*ACTIONS TO TAKE:*
a) In the text on Peppermint stick insects, what does the word "parthenogenesis" literally mean?
b) Extend the text on Peppermint stick insects, picking up right after its last sentence.

*TEXT:*
--- START ---
And here’s where a very special process called parthenogenesis, or literally virgin birth, enters the picture. The unfertilised Peppermint eggs will still produce viable young – but they will all be female – and therefore clones! This can continue for more than one generation, until the genders are re-united. Hence the three populations of female Peppermint stick insects to the south of Cairns. How did they get there? Some females were probably physically relocated many years ago and have been re-producing ever since.
Many insect species actually have this parthenogenesis – from ants to bees. All-female species, and all therefore clones, have also been documented in fish, amphibians, reptiles and birds. But not yet mammals!
How did Peppermints get to Australia (from New Guinea or the Solomons) in the first place? Presuming that Peppermints must “rafted” by sea (presumably as a cluster of eggs on a clump of pandanus dislodged by a cyclone) for longer journeys, and also used high winds for shorter trips, along coastlines, and between islands. Their flightlessness (and the range of pandanus) would account for their limited coastal range. And it would partially explain the need to be self-contained through parthenogenesis.
Why have some winged insects lost the ability to fly? The great evolutionist Charles Darwin noted that quite a few island island insects have evolved to lose flight.
More locally, Entomologists have observed flight loss in some species in windy, high altitude Daintree rainforest conditions. Particularly in tropical rainforests, many plant species grow in small clusters, far removed from other food sources. So, in these high wind conditions, individuals with better flight might attempt to find another food source or mate, fail to find one and starve.
So, poorer flight has become an advantage and the gene pool evolves gradually to favour poorer flight. Survival of the unfittest? In a way, but actually, survival of the fittest, selecting for successful behaviour.
Where to find Peppermints?
Where can you find some of these Peppermint Stick Insects? Firstly, you’ll need to travel north of the Daintree River to almost anywhere close to the Daintree Coast, close to the coast itself and where there are pandanus species with its spikey leaves close to ground level.
--- END ---
*RECORDS SUPPLIED:*
--- START ---
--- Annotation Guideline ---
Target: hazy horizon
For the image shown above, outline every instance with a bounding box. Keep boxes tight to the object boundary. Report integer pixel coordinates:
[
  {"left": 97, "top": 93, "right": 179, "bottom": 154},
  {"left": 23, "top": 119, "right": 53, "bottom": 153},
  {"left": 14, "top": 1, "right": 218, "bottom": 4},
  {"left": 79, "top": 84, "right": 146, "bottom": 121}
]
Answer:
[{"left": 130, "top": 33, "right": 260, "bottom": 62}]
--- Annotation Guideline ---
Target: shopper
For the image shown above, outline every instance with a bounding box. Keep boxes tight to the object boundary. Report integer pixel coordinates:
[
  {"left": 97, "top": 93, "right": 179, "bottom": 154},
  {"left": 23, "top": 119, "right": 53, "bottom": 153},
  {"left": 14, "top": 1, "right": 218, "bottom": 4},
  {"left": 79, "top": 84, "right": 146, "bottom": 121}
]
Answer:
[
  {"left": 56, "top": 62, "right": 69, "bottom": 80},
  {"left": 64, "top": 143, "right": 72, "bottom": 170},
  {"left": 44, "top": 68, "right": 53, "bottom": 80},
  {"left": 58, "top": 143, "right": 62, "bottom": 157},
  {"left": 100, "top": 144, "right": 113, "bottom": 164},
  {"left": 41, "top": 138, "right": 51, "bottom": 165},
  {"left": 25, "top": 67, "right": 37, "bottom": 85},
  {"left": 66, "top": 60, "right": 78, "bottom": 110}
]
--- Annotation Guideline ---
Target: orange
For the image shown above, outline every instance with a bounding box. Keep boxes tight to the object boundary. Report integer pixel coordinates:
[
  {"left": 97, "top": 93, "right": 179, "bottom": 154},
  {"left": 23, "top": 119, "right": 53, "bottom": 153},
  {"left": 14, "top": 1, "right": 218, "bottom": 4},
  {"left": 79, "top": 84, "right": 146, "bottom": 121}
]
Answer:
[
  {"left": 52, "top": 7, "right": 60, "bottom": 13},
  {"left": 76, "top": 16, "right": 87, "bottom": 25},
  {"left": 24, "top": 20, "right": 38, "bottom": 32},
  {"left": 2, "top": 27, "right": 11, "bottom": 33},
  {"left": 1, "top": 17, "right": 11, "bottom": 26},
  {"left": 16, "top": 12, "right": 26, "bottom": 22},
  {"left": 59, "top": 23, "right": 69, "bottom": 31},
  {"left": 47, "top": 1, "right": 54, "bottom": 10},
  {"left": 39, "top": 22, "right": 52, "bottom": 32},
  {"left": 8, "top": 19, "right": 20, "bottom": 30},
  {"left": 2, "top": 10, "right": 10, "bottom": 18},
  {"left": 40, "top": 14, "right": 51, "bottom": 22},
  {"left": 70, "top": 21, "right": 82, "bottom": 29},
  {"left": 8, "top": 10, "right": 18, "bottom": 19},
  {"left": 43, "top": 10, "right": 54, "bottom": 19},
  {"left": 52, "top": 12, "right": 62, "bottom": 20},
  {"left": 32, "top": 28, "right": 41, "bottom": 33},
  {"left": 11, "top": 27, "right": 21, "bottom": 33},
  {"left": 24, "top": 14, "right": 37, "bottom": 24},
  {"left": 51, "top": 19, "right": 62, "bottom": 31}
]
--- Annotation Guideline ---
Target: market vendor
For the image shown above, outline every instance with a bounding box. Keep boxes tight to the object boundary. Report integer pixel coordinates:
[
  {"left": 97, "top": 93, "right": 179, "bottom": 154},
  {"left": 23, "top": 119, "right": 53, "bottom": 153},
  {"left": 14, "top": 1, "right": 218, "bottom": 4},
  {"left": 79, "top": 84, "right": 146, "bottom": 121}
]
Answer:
--- END ---
*TASK RESULTS:*
a) Virgin birth.

b)
The tree and bush-types Pandanus grow in many places, especially swamp land. Peppermints seem to like the slightly cooler spots around the beaches. Look inside a smaller pandanus bush for the telltale signs of pandanus leaves that have been freshly eaten, preferably a low-growing one to get a good vantage point. Peppermints often escape the heat, or a predator, by sliding down into the base, so you’ll most likely see them higher in the leaf.
Peppermints are most observable in the swampy areas along Dubuji Boardwalk/Myall Beach in Cape Tribulation. Near Cape Trib beach, the Kulki boardwalk up to the lookout platform has small, young pandanus and is one of the better Peppermint spotting sites. Madja boardwalk has a pandanus cluster with Peppermints in the swampy area near the start of the walk. You’re unlikely to see them at Jindalba (“Foot of the Mountain”) boardwalk. It’s too high and too far from the coast, with just isolated pandanus.
There is another special place where you can see not just Peppermints, but also an amazing range of other Australian and world insects. It’s the Daintree Entomological Museum in Diwan, just off Turpentine Road, 30 minutes drive from the Daintree Ferry Crossing.
The Museum has spiny leaf insects, Goliath Stick Insects and, if you’re lucky, a caterpillar of the Giant Hercules Moth. Under glass are wonderful world butterflies, bugs and beetles. As a bonus, some of the owner’s unique and incredibly detailed artwork is well displayed. Ask to see the amazing mask highlighting the iridescent blue wings of the Ulysses butterfly.
So, there are plenty of nature’s phenomenal delights on the Daintree Coast.